**What to work on:**
Your task is to print every entry below exactly as given.

____ Data records

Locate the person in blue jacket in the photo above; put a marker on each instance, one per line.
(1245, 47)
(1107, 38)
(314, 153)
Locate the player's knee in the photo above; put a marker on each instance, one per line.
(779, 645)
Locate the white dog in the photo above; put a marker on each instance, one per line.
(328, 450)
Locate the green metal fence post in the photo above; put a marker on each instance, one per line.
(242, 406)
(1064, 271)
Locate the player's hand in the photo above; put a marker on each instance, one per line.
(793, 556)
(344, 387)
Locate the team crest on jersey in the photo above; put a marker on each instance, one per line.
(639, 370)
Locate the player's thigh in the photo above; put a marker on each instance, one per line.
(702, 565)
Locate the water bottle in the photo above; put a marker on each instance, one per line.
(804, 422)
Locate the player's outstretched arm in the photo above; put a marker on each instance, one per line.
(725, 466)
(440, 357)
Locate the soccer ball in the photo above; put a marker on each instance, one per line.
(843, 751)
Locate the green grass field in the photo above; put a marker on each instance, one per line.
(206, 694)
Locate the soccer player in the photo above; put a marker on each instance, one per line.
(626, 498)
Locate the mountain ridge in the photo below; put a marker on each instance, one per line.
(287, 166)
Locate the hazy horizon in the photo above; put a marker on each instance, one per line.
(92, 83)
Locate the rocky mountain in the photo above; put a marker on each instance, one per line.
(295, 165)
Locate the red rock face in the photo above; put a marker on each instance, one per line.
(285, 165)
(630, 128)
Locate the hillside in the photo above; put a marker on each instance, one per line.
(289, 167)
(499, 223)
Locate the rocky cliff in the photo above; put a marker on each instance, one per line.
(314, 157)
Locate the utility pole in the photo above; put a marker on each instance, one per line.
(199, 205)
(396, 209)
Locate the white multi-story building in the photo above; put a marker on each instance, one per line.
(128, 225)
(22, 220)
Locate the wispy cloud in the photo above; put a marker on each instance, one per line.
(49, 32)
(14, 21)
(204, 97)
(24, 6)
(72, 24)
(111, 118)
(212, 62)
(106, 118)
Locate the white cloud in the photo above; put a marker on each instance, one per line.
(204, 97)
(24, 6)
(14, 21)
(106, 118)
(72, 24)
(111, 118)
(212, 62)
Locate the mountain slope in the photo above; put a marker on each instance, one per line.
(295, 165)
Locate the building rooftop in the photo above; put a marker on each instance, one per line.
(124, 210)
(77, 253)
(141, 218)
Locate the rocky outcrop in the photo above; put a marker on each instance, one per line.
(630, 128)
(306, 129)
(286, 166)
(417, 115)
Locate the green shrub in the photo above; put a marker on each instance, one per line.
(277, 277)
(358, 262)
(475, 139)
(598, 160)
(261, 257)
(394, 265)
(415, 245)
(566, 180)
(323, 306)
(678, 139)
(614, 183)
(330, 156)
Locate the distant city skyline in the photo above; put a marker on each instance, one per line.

________

**Output of the task:**
Locate the person in blue jacket in the photo above; put a marker on each instance, one per line.
(1245, 47)
(1107, 38)
(314, 153)
Locate the player's knee in the photo above; put a marker on each instance, one per line.
(779, 645)
Locate the white dog in the photo above; put a marker on each instance, one per line.
(328, 450)
Locate the green metal fence post in the photo above; put a marker on each instance, one per line.
(242, 406)
(1064, 271)
Locate the player's hand in the photo above; put a marker on each instance, one per line.
(793, 556)
(344, 387)
Locate the team crest on jersey in the photo above; put a marker on each instance, one per line.
(639, 370)
Locate the player's thigh in the photo above; put a marker on each instance, one per line.
(702, 565)
Locate the water bottle in the photo above; put a marker on each instance, one per line.
(804, 422)
Locate the player's outstretched arm in the photo above; put a marker on each instance, one per line.
(725, 466)
(440, 357)
Locate the soccer ball in the photo above; put a marker on each instance, one per line.
(843, 751)
Locate the green grass field in the photo above; put a marker on each instance, one per line.
(206, 694)
Locate the soccer player in the photo above; put a marker on each instance, one per line.
(626, 498)
Locate the mountain ridge in the photo below; put a marker on each instance, one per line.
(287, 166)
Locate the hazy horizon in the photo above; put a marker on each instance, one per line.
(92, 83)
Locate the rocky mountain in the photo above; put a marker on each instance, one per line.
(295, 165)
Locate the red rock face in the photo above; put a marker on each instance, one per line.
(285, 165)
(630, 128)
Locate the hillside in the photo above; put a marker on each instance, one per line.
(289, 167)
(499, 223)
Locate the rocky cliff in the photo above; put a marker on each instance, one per line.
(314, 157)
Locate the utility pole in the photo above; put a marker on each instance, one per line.
(199, 205)
(396, 209)
Locate the white multi-story building in the photo above; put a marker on each instance, one per line.
(128, 225)
(22, 220)
Locate the wispy cloud in the photo above; put a marker on each instance, one per line.
(49, 32)
(14, 21)
(204, 97)
(24, 6)
(72, 24)
(111, 118)
(212, 62)
(106, 118)
Locate the white cloud in the photo above; put a marker on each instance, one per line.
(204, 97)
(24, 6)
(14, 21)
(106, 118)
(72, 24)
(111, 118)
(212, 62)
Locate the mountain slope in the photo above; put a marker on each instance, one per line.
(295, 165)
Locate the building rooftop in the photo above; put a marker on each instance, one per line.
(124, 210)
(77, 253)
(141, 218)
Locate the rocky outcrop in the photo above; put a marker on each instance, one per line.
(630, 128)
(306, 129)
(286, 166)
(417, 115)
Locate the green shrub in the photo above; put a marker on each instance, one per line.
(277, 277)
(358, 262)
(475, 139)
(598, 160)
(261, 257)
(394, 265)
(415, 245)
(566, 180)
(323, 306)
(678, 139)
(614, 183)
(330, 156)
Locate the distant city skyline in the photo above; put a marker on each instance, one per line.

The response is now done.